┌─ Materiale di partenza
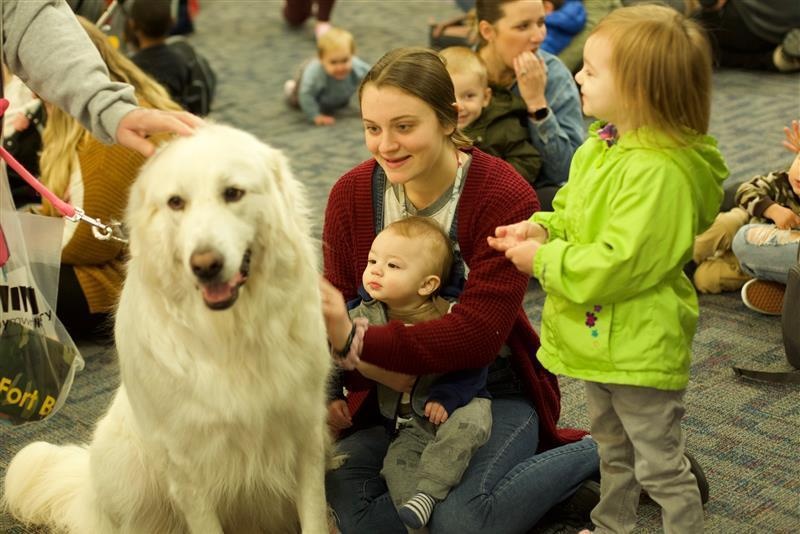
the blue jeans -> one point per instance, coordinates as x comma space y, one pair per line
507, 487
765, 252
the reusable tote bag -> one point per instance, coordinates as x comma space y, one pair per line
38, 359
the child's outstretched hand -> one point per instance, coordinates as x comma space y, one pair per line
523, 255
506, 237
435, 412
324, 120
793, 137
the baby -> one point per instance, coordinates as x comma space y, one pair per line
494, 118
326, 83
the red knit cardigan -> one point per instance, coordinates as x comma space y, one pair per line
489, 311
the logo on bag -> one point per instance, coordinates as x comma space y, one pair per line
18, 298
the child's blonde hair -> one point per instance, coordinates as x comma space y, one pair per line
62, 133
462, 60
436, 244
662, 67
334, 39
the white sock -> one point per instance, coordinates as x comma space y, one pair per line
416, 512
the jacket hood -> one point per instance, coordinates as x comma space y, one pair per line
698, 155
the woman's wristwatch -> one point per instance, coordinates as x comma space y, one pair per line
539, 114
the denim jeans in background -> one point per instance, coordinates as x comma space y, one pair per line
506, 489
770, 260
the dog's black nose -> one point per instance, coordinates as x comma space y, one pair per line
206, 264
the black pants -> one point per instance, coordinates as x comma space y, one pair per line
734, 45
297, 11
73, 310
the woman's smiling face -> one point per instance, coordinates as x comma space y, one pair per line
402, 132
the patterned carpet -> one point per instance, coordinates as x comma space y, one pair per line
745, 434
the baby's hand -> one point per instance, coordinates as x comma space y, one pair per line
435, 412
339, 415
793, 137
324, 120
784, 218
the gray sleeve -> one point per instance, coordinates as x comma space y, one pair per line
44, 44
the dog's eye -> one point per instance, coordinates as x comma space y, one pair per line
176, 203
232, 194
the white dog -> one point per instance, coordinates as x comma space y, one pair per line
219, 424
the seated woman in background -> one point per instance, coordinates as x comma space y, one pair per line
511, 33
80, 169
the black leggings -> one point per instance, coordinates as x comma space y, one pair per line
297, 11
734, 45
73, 309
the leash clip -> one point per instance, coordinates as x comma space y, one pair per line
100, 230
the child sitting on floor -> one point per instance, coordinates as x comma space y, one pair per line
326, 83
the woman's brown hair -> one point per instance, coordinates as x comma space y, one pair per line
419, 72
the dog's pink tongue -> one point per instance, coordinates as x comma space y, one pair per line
217, 293
221, 292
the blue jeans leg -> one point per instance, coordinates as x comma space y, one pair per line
357, 492
765, 252
507, 487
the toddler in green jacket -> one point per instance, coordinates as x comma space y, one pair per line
620, 313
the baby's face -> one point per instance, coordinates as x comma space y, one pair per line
471, 96
337, 62
794, 175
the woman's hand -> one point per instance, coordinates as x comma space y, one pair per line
784, 218
400, 382
334, 311
793, 137
435, 412
136, 125
531, 75
507, 237
339, 416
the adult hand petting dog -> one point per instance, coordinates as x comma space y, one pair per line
136, 125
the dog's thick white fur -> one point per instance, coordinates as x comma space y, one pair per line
219, 424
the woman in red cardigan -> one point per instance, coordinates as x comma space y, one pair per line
424, 166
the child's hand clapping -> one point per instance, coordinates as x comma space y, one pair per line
435, 412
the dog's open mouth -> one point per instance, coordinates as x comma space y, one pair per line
222, 295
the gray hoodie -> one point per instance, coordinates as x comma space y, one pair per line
47, 48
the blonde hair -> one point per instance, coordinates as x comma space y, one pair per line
434, 242
63, 134
662, 68
335, 38
421, 73
462, 60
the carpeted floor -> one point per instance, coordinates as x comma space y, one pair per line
746, 435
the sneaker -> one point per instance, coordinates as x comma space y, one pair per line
699, 474
289, 87
784, 62
763, 296
791, 44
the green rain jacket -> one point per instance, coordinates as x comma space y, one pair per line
619, 309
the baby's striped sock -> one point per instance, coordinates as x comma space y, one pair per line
417, 511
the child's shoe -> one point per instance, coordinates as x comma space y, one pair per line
416, 512
787, 55
763, 296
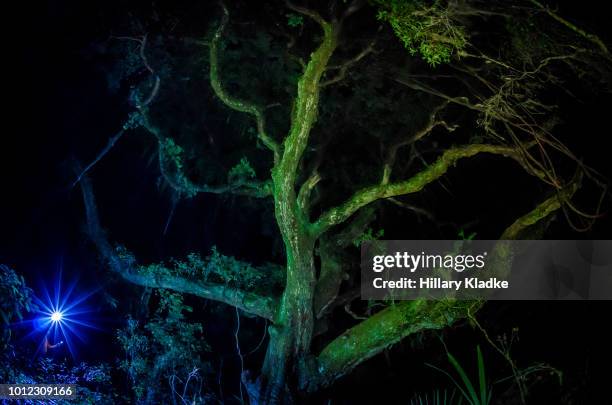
└─
Consegna:
Conta le righe dell'elenco qui sopra che contengono la parola "black" e indica solo il numero.

Risposta corretta:
3